## TO DO
Having located "One pin marks each instance of the car roof." in the records below, repeat exactly the line it is on and all subsequent lines, ending with the last.

Referring expression data

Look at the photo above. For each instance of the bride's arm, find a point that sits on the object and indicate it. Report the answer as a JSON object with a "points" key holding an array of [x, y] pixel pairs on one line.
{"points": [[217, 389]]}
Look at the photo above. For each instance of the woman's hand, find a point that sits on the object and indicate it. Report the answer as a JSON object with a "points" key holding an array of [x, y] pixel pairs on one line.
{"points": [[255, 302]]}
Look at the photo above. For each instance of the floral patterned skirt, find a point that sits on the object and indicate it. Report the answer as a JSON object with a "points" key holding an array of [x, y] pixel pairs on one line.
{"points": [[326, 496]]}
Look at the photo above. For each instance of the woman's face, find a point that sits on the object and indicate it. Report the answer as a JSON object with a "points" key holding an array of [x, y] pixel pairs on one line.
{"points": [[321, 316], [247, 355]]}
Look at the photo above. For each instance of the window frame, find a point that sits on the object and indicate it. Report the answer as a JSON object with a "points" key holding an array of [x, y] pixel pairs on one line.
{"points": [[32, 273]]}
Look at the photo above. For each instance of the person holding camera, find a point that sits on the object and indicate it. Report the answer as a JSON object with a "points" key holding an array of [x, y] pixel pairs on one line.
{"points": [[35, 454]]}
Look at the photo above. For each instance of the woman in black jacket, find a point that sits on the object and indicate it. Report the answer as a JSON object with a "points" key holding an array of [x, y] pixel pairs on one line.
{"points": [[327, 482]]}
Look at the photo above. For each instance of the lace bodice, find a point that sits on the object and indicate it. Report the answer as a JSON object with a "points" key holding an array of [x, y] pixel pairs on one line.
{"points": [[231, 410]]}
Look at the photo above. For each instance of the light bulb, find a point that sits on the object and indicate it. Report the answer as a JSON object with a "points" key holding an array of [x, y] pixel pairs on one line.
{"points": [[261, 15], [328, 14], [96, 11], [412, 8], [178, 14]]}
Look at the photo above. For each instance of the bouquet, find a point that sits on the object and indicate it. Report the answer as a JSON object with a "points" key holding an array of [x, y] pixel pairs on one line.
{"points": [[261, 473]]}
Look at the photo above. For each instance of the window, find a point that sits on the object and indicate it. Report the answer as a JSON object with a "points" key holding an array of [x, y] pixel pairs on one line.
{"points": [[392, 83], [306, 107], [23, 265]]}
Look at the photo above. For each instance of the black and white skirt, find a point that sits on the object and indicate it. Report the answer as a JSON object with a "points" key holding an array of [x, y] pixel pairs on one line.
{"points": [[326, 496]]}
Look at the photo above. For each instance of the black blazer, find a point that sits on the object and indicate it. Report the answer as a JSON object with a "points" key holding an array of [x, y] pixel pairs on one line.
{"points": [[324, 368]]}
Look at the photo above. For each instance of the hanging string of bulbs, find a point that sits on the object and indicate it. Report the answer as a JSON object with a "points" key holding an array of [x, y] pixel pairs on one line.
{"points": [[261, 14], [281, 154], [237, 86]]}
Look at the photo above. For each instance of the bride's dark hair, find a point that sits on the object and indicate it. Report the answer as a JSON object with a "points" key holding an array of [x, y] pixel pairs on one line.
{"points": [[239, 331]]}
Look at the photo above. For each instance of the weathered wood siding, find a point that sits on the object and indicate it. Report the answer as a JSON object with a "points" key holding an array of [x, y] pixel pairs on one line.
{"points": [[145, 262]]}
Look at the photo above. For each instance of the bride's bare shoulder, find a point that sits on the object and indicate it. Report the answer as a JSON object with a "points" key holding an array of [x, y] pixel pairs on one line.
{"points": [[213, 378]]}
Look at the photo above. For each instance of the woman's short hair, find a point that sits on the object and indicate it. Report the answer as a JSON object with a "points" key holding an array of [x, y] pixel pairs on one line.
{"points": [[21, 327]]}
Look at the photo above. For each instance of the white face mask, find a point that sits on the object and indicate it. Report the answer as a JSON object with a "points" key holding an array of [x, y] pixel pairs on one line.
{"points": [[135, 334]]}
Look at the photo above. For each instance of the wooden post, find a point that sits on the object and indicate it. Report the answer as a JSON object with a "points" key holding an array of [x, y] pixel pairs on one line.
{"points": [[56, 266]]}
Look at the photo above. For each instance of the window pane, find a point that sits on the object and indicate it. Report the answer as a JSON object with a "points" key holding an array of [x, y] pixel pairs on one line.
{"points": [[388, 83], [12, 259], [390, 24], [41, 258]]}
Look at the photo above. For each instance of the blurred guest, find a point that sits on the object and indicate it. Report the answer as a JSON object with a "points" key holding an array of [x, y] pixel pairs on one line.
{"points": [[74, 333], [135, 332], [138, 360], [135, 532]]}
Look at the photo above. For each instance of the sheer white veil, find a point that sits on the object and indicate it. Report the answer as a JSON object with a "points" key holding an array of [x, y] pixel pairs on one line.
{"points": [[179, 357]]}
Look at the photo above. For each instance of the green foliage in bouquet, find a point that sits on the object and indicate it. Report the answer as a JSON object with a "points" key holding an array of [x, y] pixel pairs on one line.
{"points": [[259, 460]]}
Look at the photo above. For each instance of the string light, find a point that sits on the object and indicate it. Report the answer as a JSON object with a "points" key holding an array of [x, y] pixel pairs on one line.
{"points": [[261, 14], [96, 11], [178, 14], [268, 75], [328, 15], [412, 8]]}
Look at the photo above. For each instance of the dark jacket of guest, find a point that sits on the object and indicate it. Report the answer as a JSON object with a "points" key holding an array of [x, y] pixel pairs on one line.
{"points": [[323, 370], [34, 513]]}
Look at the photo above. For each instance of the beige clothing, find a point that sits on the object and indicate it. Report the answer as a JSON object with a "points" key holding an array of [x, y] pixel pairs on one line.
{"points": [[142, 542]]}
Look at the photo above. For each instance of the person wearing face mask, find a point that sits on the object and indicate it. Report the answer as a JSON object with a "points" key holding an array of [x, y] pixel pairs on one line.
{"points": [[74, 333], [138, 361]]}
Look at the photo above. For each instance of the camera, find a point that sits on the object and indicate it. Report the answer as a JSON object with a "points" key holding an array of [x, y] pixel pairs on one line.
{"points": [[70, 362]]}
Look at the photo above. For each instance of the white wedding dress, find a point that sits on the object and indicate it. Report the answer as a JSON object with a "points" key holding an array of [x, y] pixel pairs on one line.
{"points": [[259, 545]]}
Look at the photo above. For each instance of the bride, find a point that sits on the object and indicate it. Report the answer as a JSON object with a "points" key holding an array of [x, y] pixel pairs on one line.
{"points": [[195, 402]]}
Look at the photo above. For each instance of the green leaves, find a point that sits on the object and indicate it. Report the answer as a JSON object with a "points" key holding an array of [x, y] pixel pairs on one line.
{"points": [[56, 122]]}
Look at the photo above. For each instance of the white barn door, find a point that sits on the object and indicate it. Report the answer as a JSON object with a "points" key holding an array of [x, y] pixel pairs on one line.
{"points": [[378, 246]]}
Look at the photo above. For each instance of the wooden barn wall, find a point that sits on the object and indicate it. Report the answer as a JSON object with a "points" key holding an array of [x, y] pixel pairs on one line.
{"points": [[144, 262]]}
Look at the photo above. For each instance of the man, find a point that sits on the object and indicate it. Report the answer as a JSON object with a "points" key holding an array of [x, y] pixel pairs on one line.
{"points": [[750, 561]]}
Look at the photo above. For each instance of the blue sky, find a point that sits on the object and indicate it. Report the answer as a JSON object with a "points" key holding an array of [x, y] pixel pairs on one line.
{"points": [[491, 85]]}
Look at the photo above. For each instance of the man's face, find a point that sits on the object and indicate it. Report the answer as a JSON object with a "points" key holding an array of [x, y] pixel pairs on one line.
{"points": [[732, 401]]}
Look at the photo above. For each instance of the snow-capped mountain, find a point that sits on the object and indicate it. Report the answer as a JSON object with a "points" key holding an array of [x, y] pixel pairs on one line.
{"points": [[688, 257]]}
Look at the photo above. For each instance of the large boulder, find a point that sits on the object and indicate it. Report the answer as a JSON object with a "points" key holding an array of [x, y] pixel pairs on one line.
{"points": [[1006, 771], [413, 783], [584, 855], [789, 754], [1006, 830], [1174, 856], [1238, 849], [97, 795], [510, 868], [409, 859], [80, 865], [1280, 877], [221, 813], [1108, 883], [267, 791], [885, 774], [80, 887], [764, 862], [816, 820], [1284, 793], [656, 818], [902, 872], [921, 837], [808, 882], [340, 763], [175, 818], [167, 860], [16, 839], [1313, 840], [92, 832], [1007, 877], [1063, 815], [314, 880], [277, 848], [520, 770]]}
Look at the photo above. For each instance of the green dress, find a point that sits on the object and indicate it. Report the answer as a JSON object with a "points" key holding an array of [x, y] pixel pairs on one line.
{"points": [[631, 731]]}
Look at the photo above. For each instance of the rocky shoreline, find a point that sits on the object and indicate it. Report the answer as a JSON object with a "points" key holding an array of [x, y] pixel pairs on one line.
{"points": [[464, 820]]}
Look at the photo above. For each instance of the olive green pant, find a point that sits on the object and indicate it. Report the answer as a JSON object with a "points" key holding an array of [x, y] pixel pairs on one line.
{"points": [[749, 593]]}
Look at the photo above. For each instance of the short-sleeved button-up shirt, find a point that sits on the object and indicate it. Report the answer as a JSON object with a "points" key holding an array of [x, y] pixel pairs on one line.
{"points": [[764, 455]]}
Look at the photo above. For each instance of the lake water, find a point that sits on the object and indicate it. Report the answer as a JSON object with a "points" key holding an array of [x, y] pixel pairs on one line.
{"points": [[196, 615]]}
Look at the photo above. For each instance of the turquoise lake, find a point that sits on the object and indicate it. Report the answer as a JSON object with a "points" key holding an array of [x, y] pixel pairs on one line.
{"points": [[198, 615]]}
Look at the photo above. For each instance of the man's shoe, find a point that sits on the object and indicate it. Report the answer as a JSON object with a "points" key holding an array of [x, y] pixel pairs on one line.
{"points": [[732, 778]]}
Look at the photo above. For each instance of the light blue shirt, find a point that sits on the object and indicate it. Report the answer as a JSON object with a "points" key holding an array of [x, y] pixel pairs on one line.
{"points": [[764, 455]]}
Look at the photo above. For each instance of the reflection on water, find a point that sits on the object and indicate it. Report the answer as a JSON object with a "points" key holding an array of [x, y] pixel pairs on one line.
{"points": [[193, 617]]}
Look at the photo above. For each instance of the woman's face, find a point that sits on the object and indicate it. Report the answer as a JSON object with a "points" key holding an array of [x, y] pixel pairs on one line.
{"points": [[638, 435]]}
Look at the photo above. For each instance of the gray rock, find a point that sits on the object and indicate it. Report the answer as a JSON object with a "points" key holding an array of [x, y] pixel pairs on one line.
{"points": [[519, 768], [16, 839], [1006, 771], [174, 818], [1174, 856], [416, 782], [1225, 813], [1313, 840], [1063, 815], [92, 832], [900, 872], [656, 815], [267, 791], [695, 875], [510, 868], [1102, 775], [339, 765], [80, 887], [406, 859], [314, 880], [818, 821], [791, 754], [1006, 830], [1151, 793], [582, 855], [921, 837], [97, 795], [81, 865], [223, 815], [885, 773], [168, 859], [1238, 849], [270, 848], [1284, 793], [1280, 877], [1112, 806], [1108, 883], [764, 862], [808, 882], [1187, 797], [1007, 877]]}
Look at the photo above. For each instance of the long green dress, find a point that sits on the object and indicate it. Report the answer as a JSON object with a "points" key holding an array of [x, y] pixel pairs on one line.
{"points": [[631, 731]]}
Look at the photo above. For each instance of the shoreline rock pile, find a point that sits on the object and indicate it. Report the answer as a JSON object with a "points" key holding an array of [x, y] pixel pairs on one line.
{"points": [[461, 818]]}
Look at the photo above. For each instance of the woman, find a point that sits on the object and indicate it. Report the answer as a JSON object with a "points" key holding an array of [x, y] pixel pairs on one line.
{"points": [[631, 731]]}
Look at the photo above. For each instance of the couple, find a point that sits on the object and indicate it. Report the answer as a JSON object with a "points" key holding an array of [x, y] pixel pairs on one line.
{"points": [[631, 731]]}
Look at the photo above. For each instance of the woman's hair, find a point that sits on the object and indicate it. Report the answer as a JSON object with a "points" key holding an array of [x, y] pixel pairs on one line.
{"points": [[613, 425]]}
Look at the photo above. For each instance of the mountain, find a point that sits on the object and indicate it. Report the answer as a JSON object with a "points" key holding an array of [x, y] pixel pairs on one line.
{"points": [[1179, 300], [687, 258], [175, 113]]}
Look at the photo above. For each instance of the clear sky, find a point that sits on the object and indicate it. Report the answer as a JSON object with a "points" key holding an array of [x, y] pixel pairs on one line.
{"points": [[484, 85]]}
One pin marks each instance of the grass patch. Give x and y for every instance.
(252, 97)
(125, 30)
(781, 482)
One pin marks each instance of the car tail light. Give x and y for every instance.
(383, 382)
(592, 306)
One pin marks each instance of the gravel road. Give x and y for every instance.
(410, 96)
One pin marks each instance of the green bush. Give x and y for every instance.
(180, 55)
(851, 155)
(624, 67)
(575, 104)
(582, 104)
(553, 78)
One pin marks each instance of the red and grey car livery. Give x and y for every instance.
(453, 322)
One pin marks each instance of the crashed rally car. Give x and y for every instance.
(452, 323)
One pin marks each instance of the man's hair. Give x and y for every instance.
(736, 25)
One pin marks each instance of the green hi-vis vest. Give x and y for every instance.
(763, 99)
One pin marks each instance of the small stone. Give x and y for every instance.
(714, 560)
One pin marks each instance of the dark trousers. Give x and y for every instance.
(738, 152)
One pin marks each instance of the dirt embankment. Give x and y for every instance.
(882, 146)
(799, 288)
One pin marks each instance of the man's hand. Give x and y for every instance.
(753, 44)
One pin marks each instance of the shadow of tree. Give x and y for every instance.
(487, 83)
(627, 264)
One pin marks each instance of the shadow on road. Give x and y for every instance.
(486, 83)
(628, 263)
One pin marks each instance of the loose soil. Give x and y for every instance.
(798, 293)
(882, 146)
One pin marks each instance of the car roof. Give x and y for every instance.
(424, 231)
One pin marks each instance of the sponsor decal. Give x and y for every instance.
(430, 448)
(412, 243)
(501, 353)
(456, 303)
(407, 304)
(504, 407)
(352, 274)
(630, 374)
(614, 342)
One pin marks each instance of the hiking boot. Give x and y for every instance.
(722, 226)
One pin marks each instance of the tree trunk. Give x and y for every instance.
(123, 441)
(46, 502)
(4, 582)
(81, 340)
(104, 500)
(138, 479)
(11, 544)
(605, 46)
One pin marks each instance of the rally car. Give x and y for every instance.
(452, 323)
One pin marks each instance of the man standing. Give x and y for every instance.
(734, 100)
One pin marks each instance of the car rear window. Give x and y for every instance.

## WRITTEN REPLY
One pin marks each instance of the car roof. Give x and y for every instance.
(424, 231)
One pin marks each instance of the sponsor decal. Give x and y for every instance.
(430, 448)
(412, 243)
(501, 353)
(456, 303)
(407, 304)
(504, 407)
(352, 274)
(630, 374)
(614, 342)
One pin marks each instance of the hiking boot. Give x and y for every instance.
(722, 226)
One pin marks each instance of the tree trunk. Give x and y for every instance.
(123, 441)
(46, 502)
(4, 582)
(81, 340)
(104, 500)
(138, 479)
(11, 544)
(605, 46)
One pin marks each instance of the rally car. Give x and y for every instance.
(452, 323)
One pin marks each instance of the man standing. Give x and y for every instance.
(734, 100)
One pin marks each instance of the car rear window. Give x and y for every instance.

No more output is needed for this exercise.